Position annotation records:
---

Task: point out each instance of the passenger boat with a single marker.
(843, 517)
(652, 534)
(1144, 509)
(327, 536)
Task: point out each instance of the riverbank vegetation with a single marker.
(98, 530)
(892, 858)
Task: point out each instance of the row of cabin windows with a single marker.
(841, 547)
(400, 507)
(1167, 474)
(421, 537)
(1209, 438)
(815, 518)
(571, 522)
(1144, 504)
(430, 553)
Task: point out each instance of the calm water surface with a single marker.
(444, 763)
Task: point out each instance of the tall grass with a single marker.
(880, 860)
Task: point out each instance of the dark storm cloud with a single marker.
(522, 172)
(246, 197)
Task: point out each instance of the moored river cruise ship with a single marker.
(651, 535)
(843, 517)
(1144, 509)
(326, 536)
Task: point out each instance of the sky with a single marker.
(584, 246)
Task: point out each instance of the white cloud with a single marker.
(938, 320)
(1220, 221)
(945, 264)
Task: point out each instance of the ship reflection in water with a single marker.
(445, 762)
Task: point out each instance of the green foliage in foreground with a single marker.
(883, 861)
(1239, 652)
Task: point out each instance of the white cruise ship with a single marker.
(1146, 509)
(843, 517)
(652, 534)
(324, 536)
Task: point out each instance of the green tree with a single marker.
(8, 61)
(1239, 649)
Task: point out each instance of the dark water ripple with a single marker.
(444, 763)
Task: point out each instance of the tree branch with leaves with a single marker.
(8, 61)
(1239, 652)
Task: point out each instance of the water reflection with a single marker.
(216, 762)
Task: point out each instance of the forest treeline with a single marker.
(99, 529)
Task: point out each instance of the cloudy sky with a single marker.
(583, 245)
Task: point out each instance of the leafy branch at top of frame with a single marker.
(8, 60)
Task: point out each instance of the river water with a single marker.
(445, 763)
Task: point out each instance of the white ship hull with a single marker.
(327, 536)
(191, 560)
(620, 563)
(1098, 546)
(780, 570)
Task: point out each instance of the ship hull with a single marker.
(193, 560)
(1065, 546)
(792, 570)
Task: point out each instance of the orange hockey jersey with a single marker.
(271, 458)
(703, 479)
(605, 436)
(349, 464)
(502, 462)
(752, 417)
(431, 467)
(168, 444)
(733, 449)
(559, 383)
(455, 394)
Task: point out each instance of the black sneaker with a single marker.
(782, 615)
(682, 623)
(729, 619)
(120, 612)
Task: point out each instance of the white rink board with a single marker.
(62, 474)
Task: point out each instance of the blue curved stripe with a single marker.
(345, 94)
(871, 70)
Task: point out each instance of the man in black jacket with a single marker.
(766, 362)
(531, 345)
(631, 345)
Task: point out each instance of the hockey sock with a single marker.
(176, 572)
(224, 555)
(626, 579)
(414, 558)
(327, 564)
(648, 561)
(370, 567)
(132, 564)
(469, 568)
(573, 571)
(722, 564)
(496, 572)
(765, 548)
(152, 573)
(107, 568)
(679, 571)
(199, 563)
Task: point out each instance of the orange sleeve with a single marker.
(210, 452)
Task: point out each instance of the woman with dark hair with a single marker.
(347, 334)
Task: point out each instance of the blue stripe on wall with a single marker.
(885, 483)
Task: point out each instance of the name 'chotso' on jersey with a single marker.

---

◆ **Task requirements**: Rewrite all the entries above as a numbered list with one line per number, leaving out any blank lines.

◆ **Written answer**:
1. Task: point out each instance of the passenger boat with a single marker.
2. (843, 517)
3. (652, 534)
4. (1144, 509)
5. (327, 536)
6. Task: point out each instance of the riverbank vegetation with a single marker.
7. (98, 530)
8. (892, 858)
9. Task: point out each instance of the row of cabin windows with a single marker.
10. (841, 547)
11. (400, 507)
12. (1167, 474)
13. (421, 537)
14. (1209, 438)
15. (815, 518)
16. (571, 522)
17. (1144, 504)
18. (430, 553)
19. Task: point out each instance of the calm water surface with a single marker.
20. (444, 763)
21. Task: point out each instance of the tall grass with a single marker.
22. (880, 860)
23. Task: point out each instance of the dark storm cloud with a single marker.
24. (522, 172)
25. (246, 197)
26. Task: point out each instance of the moored river cruise ship with a single marker.
27. (651, 535)
28. (843, 517)
29. (1144, 509)
30. (326, 536)
31. Task: point out each instance of the sky with a single marker.
32. (584, 246)
33. Task: point out each instance of the white cloud with a single marker.
34. (938, 320)
35. (1220, 221)
36. (945, 264)
37. Task: point out each instance of the ship reflection in water with a single marker.
38. (445, 762)
39. Task: point out each instance of the green foliage in foreground with a single marker.
40. (883, 861)
41. (1239, 652)
42. Task: point out each instance of the white cruise ship with a single marker.
43. (1146, 509)
44. (843, 517)
45. (652, 534)
46. (324, 536)
47. Task: point out each instance of the green tree with a single marker.
48. (8, 61)
49. (1239, 649)
50. Task: point out each instance of the dark water ripple with a single marker.
51. (444, 763)
52. Task: point out each instance of the tree branch with leaves with a single marker.
53. (8, 61)
54. (1239, 652)
55. Task: point out each instance of the water reflection with a single marker.
56. (216, 762)
57. Task: point out each instance of the forest treeline with a single marker.
58. (99, 529)
59. Task: point out each instance of the cloudy sky with a single marker.
60. (583, 245)
61. Task: point out each instance of the leafy branch at top of frame with a single marker.
62. (8, 60)
63. Task: point out each instance of the river water with a single marker.
64. (445, 763)
65. Task: point out each instance of the white ship hull with a single marker.
66. (327, 536)
67. (191, 560)
68. (620, 563)
69. (1098, 546)
70. (780, 570)
71. Task: point out each instance of the ship hull with a single marker.
72. (193, 560)
73. (1065, 546)
74. (792, 570)
75. Task: point out each instance of the orange hockey jersey with a single marker.
76. (271, 458)
77. (703, 479)
78. (605, 436)
79. (349, 464)
80. (502, 462)
81. (752, 417)
82. (431, 467)
83. (168, 444)
84. (733, 449)
85. (559, 383)
86. (455, 394)
87. Task: point out each instance of the black sneaker with a single marker.
88. (782, 615)
89. (682, 623)
90. (729, 619)
91. (120, 612)
92. Task: point out each instance of the white rink board with a single marker.
93. (62, 474)
94. Task: point out each instance of the blue curved stripe with a single marker.
95. (345, 94)
96. (871, 70)
97. Task: point out each instance of the man in black jacket with a single marker.
98. (766, 362)
99. (531, 345)
100. (631, 345)
101. Task: point out each instance of the hockey sock with a single marker.
102. (176, 572)
103. (224, 555)
104. (626, 579)
105. (414, 558)
106. (327, 564)
107. (648, 561)
108. (370, 567)
109. (132, 564)
110. (469, 568)
111. (573, 571)
112. (722, 564)
113. (496, 572)
114. (765, 548)
115. (152, 573)
116. (107, 568)
117. (679, 571)
118. (199, 563)
119. Task: point out each instance of the orange sleeve with a single marker.
120. (210, 452)
121. Task: point out each instance of the woman with dark hair with a single marker.
122. (347, 334)
123. Task: point out each instance of the blue stripe on wall with a single marker.
124. (885, 483)
125. Task: point out each instance of the name 'chotso' on jersey with a single marker.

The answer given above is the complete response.